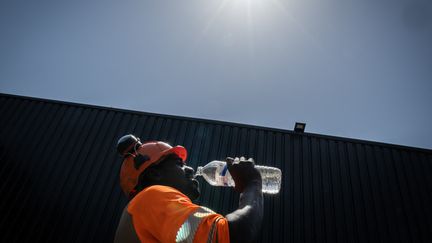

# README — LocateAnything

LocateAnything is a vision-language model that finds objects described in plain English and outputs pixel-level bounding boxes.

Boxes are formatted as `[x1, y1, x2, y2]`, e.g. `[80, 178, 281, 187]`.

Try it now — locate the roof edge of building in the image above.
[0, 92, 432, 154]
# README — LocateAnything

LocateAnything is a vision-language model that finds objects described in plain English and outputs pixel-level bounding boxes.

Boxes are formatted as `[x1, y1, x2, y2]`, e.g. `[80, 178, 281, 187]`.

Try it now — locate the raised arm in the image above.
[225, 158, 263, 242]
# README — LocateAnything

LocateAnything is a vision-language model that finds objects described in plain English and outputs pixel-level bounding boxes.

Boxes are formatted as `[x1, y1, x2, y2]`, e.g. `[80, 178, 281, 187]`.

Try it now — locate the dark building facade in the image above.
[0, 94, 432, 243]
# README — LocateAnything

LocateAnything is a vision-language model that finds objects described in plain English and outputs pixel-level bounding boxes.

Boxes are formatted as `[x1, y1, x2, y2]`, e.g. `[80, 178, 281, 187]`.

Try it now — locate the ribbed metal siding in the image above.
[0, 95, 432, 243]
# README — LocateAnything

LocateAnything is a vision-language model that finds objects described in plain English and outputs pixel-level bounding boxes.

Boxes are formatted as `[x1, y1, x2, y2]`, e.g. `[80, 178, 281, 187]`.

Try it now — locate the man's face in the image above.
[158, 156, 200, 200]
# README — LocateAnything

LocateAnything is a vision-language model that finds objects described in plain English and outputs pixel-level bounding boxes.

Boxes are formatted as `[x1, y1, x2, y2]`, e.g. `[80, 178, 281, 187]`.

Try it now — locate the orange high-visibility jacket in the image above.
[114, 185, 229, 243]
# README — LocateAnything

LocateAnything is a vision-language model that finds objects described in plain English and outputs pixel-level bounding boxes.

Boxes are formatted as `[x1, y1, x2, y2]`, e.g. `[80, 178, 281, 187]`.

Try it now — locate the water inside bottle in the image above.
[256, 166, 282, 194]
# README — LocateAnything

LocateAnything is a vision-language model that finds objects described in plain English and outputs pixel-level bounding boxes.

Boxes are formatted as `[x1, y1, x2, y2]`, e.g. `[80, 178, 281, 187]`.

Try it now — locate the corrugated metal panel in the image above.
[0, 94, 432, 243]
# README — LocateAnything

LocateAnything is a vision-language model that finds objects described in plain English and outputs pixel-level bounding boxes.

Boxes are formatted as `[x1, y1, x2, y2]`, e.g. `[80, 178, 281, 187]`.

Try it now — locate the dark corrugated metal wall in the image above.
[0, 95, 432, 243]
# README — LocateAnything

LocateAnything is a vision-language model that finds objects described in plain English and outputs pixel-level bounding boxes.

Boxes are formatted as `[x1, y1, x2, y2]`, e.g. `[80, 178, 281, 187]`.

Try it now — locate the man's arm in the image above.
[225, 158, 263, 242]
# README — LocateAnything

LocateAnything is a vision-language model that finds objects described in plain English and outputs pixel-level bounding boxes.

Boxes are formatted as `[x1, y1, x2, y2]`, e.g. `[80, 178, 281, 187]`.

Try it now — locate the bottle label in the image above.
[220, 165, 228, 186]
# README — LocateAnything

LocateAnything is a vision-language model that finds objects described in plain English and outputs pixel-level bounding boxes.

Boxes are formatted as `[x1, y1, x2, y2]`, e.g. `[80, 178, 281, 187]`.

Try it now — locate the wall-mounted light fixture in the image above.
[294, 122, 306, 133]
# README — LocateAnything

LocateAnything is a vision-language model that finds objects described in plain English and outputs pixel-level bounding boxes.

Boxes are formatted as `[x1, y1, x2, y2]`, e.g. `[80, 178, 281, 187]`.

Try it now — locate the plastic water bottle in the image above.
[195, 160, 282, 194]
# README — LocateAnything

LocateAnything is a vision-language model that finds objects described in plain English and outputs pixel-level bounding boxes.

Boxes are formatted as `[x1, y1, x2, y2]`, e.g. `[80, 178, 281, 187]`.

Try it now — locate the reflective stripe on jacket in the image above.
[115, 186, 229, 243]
:::
### Given exercise
Pick out each line in the records above that contains the word "water" and copy those lines.

### Response to the task
Try it now — locate the water inside bottle in the image above.
Try it now — locate the plastic water bottle in the image above.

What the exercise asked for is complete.